>> BEGIN Source excerpt

Search this blog


Monday, December 12, 2011

The three skin rendering horrors you want to avoid

It's 2011 and still most games come with some truly horrific skin rendering. I don't think skin is that hard to get decent, but you have to understand what's important and how to hack it in your lighting/rendering model.
This article won't focus on the state of the art skin rendering techniques or on the state of the art acquired data for skin, these things are really important, fundamental, go ahead and google them, there's plenty to read and it's not hidden knowledge at all (start with Debevec and Jensen).
What I want to do here is just a write up of what I've learned about skin in my experience, and some of the common technical mistakes I've seen.

1- Bad tone
Fallout 3: Radiation really does some numbers on your skin...
By far, the worst offender. Nailing the right colours from the day to the nightside of the skin is the most important, and most often neglected things. And yes, it is mostly (but not only) a matter of subsurface scattering, as most of the skin diffuse lighting comes from it, but it's not about complicated techniques. It's about understanding what happens, what's important to model and how to hack it in whatever lighting model you have in your rendering.

Model: Commander Shepard @ Bioware

Model: Charlotte Free @ IMG/NY
You can get great skintones with even the simplest hacks on top of your basic lambert, and horrible tones by badly tuned texturespace or screenspace diffusion techniques. Penner's pre-integrated skin shading is the current champion of the lambert hacks, but truth is that some sort of ramp on top of your lambert is everything you need (that's to say, you can most often get decent results without even bothering to approximate the geometry with the curvature, as Eric does) if you nail the right hues!

>> END Source excerpt

Exercise task 1
Rewrite the paragraph of the skin rendering post that begins "You can get great skintones" as a short bulleted list that keeps its main facts.
The records are separate material and have no connection to the skin rendering post.

>> BEGIN Provided records

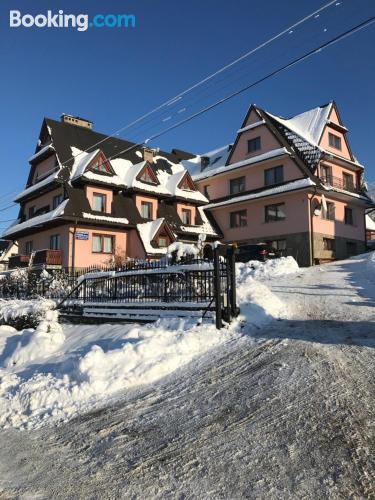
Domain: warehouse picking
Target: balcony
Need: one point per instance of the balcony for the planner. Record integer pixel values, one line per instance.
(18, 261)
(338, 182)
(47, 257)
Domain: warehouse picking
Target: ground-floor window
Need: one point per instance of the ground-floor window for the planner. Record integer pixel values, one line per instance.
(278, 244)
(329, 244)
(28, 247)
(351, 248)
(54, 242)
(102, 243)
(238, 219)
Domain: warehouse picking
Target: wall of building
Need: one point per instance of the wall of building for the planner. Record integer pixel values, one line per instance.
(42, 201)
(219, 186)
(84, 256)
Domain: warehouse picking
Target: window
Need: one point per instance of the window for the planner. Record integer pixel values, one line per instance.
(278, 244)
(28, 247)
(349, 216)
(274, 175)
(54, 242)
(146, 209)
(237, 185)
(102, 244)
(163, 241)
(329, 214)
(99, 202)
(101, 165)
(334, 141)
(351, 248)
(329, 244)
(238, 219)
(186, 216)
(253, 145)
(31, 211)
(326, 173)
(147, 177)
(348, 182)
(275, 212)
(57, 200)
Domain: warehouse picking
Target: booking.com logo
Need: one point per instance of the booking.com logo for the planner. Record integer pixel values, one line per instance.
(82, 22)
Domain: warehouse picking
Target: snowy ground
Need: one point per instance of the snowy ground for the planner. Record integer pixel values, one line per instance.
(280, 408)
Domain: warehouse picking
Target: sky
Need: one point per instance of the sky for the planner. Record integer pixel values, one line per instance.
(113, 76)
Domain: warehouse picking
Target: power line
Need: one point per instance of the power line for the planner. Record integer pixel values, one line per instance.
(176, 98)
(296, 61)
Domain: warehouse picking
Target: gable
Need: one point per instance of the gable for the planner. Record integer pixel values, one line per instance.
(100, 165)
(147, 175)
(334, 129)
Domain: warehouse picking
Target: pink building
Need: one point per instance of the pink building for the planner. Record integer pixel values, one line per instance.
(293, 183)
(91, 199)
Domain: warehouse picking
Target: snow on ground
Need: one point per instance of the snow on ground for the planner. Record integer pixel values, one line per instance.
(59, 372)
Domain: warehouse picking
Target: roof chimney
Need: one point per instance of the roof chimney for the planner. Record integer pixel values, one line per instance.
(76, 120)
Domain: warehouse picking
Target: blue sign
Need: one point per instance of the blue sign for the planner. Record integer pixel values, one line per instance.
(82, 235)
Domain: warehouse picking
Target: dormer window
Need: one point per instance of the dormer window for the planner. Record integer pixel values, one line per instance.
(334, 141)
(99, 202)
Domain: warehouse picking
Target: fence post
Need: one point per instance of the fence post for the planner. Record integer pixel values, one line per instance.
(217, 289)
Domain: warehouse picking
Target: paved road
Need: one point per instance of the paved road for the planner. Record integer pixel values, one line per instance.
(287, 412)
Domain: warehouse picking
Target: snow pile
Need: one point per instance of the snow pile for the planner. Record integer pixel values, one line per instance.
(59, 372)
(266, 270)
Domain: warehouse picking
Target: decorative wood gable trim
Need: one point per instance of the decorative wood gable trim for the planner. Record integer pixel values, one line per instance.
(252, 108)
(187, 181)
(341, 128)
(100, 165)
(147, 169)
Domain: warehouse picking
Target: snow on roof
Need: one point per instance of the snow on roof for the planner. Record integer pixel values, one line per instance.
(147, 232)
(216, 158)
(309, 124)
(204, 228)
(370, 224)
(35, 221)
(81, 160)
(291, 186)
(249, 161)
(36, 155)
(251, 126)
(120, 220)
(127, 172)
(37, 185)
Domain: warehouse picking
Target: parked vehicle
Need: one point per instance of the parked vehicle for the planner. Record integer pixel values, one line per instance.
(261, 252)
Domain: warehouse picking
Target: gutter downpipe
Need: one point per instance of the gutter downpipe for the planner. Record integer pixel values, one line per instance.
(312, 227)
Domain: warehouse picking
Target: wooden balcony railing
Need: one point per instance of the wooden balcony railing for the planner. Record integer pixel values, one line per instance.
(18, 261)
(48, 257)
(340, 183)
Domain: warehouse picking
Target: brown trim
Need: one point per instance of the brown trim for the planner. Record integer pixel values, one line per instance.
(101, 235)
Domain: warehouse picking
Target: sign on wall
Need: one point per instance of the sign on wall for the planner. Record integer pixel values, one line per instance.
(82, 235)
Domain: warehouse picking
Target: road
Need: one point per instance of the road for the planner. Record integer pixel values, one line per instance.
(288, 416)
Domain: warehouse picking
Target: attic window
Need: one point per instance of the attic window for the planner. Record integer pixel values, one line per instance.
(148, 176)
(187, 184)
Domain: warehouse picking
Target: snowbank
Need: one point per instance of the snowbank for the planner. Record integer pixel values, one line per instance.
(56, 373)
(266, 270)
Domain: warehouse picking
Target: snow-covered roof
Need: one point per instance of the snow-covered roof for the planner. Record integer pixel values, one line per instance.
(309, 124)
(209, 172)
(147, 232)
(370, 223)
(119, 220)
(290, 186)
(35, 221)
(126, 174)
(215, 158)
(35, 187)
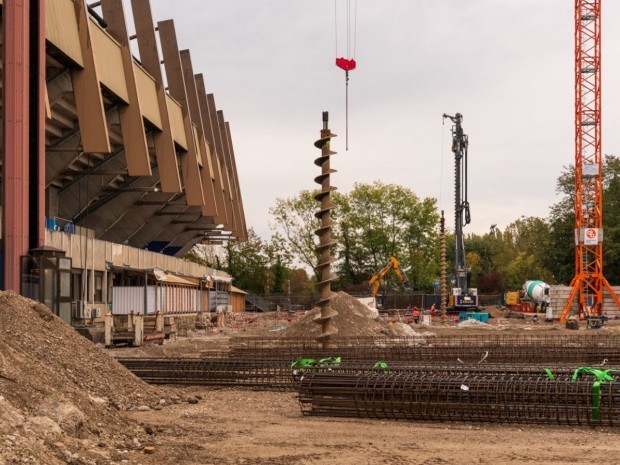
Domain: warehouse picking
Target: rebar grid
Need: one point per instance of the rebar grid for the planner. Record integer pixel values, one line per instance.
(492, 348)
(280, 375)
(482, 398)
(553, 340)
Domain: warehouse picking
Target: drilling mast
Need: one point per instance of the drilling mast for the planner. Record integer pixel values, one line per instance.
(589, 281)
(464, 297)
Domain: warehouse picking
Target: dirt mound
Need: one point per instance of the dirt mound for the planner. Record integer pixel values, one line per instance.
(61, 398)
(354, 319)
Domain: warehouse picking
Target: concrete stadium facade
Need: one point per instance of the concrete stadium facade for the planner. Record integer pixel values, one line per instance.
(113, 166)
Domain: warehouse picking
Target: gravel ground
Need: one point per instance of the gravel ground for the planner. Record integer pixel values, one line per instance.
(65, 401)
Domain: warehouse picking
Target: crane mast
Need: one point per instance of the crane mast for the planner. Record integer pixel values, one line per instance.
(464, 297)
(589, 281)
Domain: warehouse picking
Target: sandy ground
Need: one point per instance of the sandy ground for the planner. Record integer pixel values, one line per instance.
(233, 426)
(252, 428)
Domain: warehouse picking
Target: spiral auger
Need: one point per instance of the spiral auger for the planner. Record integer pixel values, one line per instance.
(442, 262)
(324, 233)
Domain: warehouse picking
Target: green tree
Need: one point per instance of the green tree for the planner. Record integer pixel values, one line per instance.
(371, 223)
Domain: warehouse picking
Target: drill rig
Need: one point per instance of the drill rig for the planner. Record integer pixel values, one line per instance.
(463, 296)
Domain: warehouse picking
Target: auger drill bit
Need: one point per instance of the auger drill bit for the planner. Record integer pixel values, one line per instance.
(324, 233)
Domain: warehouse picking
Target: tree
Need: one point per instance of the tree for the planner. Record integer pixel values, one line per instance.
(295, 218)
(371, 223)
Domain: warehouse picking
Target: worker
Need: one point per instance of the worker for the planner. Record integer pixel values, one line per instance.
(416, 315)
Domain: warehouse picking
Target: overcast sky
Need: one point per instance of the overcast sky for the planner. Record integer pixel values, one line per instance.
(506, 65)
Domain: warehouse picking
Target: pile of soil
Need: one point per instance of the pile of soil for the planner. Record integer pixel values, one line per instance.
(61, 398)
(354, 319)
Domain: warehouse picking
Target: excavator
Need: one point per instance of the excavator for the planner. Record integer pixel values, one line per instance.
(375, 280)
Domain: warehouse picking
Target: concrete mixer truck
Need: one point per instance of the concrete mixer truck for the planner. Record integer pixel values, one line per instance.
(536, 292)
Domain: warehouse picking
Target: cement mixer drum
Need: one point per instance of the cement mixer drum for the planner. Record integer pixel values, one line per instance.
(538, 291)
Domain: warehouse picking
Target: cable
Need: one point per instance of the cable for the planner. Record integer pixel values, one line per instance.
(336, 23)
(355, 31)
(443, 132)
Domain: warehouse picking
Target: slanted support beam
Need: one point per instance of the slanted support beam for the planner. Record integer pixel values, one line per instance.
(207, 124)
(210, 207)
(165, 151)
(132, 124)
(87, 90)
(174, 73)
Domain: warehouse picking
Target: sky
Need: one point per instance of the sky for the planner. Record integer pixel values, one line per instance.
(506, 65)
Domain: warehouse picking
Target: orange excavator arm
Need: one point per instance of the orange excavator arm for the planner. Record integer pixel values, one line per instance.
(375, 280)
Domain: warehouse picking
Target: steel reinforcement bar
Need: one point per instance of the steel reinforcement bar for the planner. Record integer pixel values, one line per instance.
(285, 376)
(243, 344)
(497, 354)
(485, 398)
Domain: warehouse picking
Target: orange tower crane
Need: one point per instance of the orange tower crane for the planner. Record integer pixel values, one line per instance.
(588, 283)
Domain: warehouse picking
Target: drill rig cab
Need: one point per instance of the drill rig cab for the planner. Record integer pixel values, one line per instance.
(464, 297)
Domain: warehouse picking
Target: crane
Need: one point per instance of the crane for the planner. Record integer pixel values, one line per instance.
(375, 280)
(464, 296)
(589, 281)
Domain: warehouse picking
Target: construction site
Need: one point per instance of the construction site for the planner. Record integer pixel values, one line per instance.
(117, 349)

>> END Provided records
>> BEGIN Provided records

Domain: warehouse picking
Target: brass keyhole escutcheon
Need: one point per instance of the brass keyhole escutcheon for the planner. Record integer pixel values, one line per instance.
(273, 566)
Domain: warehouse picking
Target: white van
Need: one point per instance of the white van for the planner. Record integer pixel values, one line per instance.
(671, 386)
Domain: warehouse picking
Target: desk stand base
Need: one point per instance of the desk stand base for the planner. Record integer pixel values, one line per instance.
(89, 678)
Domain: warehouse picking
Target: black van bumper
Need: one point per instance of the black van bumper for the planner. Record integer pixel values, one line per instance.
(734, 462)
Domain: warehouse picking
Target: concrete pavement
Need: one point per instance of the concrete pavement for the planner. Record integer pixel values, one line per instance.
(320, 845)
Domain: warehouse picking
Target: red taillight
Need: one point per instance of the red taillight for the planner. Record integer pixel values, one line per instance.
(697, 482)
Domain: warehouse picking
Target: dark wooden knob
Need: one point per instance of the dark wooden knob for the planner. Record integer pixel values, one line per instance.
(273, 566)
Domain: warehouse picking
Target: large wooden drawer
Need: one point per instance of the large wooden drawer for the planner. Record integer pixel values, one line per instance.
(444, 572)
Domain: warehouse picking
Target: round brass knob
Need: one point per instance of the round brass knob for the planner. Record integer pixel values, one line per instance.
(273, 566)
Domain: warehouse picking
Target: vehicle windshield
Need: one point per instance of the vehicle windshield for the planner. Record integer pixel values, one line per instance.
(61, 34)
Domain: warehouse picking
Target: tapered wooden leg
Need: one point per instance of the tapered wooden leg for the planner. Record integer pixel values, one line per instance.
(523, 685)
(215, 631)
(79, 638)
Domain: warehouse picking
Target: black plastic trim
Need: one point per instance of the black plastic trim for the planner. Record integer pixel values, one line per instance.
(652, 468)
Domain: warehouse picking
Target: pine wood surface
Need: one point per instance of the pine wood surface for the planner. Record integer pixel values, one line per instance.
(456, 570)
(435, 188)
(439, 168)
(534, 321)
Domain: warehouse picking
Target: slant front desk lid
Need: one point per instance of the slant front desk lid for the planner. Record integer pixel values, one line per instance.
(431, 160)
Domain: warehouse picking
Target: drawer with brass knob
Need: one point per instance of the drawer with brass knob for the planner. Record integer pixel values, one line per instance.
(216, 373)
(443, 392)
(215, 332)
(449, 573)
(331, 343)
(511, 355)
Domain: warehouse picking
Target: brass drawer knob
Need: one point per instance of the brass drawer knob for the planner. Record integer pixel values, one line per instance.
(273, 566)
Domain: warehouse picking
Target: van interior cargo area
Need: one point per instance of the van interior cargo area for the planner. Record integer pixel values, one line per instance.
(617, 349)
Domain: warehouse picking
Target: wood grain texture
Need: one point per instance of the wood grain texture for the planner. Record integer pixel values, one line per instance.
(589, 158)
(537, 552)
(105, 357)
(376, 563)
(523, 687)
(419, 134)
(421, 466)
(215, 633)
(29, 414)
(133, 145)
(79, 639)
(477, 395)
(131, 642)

>> END Provided records

Exercise task 2
Count the lines of the records that contain the string "downpipe", treating case as significant, and give only that number.

Written reply 1
- Even the simplest hacks on top of a basic lambert can produce great skin tones, while badly tuned texturespace or screenspace diffusion techniques can produce horrible ones.
- Penner's pre-integrated skin shading is the current champion of the lambert hacks.
- Some sort of ramp on top of the lambert is all that is needed if the hues are right.
- Decent results are often possible without approximating the geometry with the curvature, the step Eric takes.

Written reply 2
2